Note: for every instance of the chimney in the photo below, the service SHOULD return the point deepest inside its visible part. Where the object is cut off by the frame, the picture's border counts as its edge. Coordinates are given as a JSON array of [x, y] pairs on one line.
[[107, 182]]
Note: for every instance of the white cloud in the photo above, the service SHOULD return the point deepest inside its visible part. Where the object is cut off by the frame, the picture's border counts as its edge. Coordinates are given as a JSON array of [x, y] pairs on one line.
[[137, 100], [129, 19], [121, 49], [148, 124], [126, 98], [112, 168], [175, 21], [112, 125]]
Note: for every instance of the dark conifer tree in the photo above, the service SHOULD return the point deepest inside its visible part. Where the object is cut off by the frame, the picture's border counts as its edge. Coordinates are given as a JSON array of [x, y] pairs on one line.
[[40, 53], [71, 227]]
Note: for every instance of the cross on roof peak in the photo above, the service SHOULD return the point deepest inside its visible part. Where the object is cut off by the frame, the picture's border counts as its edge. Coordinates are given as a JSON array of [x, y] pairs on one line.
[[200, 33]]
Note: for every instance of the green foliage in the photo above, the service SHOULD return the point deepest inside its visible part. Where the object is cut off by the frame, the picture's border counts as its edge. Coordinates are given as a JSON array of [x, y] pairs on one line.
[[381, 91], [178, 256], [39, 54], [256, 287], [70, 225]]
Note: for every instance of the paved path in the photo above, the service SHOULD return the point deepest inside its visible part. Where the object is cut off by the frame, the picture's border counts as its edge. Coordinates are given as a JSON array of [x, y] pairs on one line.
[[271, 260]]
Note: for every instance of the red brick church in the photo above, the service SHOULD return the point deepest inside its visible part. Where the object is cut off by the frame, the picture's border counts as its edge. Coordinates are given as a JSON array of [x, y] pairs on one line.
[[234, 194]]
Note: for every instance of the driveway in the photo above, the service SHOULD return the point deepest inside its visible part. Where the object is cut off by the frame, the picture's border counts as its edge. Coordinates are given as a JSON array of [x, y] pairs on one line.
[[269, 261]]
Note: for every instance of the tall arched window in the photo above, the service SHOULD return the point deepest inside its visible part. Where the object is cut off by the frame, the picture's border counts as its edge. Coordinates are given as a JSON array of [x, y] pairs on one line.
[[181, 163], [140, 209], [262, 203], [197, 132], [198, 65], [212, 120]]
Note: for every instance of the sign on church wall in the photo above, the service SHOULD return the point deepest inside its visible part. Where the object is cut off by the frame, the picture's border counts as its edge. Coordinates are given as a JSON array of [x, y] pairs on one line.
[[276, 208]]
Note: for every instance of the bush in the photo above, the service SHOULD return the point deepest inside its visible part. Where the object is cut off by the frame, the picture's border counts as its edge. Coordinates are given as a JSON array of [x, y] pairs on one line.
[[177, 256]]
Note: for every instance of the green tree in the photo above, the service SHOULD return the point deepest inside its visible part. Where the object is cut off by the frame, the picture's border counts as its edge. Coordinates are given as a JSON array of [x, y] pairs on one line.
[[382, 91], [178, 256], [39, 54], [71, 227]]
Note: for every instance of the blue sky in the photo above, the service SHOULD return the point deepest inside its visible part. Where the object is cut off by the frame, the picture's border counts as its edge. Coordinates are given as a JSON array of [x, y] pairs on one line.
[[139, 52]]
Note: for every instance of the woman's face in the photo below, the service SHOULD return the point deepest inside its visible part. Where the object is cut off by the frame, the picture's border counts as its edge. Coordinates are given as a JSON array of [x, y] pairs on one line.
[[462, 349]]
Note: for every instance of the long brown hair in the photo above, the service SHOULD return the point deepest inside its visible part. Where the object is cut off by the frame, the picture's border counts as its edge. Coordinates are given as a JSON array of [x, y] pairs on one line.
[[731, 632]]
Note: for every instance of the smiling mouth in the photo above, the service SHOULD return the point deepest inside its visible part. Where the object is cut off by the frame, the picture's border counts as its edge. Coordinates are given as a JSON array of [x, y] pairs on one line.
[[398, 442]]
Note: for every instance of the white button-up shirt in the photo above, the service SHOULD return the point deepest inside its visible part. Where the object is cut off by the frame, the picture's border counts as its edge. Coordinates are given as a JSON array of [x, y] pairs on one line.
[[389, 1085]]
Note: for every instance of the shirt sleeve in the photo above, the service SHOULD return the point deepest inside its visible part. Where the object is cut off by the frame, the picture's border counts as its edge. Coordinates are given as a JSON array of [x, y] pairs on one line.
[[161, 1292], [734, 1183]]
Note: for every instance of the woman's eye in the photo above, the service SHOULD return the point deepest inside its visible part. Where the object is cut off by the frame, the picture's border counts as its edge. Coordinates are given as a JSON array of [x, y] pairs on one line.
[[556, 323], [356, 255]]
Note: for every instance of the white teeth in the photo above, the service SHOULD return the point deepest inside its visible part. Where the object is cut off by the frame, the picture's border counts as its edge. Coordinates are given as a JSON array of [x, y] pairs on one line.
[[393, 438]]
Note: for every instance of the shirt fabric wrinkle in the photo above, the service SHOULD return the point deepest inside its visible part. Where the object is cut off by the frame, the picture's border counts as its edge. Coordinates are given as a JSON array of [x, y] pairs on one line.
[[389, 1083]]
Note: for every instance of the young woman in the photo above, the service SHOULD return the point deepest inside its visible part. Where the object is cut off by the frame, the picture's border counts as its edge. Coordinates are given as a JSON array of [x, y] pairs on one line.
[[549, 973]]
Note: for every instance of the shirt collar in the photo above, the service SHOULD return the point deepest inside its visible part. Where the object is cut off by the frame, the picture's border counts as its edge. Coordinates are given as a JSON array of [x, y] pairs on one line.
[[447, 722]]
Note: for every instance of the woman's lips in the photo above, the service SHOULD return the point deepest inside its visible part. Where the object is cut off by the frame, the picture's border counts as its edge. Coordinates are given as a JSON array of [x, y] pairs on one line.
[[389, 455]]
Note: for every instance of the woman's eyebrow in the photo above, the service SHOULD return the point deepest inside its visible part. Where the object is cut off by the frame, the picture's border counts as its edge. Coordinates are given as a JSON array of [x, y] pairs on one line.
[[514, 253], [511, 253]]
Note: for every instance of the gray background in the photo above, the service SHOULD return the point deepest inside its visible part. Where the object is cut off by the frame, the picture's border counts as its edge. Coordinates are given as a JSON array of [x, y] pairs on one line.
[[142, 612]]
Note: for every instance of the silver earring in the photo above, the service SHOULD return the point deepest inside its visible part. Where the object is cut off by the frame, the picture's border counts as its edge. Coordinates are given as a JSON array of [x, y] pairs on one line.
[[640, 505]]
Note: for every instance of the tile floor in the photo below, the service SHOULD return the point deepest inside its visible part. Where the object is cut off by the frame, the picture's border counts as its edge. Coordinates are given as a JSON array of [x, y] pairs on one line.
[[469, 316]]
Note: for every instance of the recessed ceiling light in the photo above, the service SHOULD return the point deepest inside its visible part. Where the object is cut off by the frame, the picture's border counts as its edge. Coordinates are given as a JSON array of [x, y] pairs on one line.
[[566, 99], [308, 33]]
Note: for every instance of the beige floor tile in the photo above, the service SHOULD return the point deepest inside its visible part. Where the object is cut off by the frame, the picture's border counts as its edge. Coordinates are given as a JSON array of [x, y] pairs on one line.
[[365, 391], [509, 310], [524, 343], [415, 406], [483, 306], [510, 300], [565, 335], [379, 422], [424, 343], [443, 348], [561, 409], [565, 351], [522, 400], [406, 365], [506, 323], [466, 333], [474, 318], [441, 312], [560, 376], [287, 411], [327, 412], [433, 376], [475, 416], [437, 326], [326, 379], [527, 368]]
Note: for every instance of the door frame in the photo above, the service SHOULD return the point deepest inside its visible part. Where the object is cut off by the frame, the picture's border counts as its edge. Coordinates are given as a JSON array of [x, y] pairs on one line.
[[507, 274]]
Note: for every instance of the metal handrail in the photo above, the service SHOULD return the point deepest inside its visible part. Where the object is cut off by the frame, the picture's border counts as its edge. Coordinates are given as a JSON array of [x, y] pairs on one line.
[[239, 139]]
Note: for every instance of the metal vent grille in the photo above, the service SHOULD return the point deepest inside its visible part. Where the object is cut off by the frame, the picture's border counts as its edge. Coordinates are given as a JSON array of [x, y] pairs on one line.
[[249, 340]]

ACTIVITY ▸
Return every line from the one holding "Note: for every instance of the metal handrail" through the end of the data, exactly as it appears, with both ends kept and nothing else.

RESPONSE FOR THIS EXERCISE ▸
Note: for every instance of the metal handrail in the photo above, the service SHOULD return the point deepest inside its visible part. Where the object is cut off by the frame, the picture's border counts as its edge. Coordinates are given as a JSON array of [x, y] pairs on one line.
[[239, 139]]
Note: for every instance of the metal vent grille in the photo above, the service SHOULD return the point deepest inside its visible part. Where the object is cut off by the frame, the picture's border counts as its edge. Coordinates are given as a JSON array of [x, y] pairs on one line.
[[249, 340]]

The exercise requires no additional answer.